▶ [Excerpted text]
++++++

Friday, June 24, 2005

CHILE AND VENEZUELA - NOT THE SAME

I wonder how many Venezuelans the US state is willing to murder in order to overthrow the populist Chavez government? Four thousand like in Chile, thirty thousand like in Argentina? Probably a lot more since the situation is far more difficult for the Gringos in Venezuela than either of these countries in the 1970's. But if they want a blood bath, they are going to wait a long time. Thankfully, this isn't 1973.

For one thing the level of popular support. Latest polls put support for Chavez at 70%, while the Chilean Unidad Popular of Allende, never got more than 45% of the votes. The US government was able to build Pinochet's coup on the basis of this opposition majority. Most important of all the army is on the side of the government, unlike in Chile. No doubt there are officers who would support a fascist rising, as some did in the last Gringo-sponsored coup, but not the military as a whole.

Furthermore, Chavez is both a miltary man and a populist. Latin American populism has never shied away from armed struggle - witness the populist revolutions in Costa Rica in 1948, Bolivia in 1952 and Chiapas in 1994 - and Chavez will not hesitate to arm the people should the Empire seek to impose its dictatorship. Salvador Allende, a social democrat in practice, if not in theory, instead sought to disarm the people and appease a right-wing controlled military.

++++++

▶ [Entries supplied]
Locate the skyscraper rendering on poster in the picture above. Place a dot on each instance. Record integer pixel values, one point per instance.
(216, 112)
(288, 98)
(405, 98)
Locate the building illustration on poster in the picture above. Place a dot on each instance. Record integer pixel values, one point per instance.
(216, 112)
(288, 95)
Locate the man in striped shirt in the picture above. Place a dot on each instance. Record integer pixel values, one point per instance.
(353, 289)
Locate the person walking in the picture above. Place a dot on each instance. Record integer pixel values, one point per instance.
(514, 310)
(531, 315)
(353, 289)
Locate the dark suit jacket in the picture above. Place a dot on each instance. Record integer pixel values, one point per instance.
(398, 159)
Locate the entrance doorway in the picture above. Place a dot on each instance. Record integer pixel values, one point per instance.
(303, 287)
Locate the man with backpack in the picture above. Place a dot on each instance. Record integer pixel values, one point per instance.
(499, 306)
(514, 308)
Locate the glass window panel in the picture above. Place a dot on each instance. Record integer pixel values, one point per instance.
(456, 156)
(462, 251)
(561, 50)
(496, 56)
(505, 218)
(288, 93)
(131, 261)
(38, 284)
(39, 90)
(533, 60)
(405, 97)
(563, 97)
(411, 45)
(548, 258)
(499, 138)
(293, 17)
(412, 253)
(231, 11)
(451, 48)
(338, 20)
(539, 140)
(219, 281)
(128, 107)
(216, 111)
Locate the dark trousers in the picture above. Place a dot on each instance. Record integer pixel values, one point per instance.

++++++

▶ [Problem set]
- A) According to the post on Chile and Venezuela, what share of the vote did Allende's Unidad Popular reach at most?
- B) Translate this sentence from the post on Chile and Venezuela into Spanish: "Most important of all the army is on the side of the government, unlike in Chile."
- C) Please set down the passage of the post on Chile and Venezuela between "Furthermore, Chavez is" and "right-wing controlled military.", inclusive.

▶ [Solutions to each task]
- A) It never got more than 45% of the votes.

- B) Lo más importante de todo es que el ejército está del lado del gobierno, a diferencia de Chile.

- C)
Furthermore, Chavez is both a miltary man and a populist. Latin American populism has never shied away from armed struggle - witness the populist revolutions in Costa Rica in 1948, Bolivia in 1952 and Chiapas in 1994 - and Chavez will not hesitate to arm the people should the Empire seek to impose its dictatorship. Salvador Allende, a social democrat in practice, if not in theory, instead sought to disarm the people and appease a right-wing controlled military.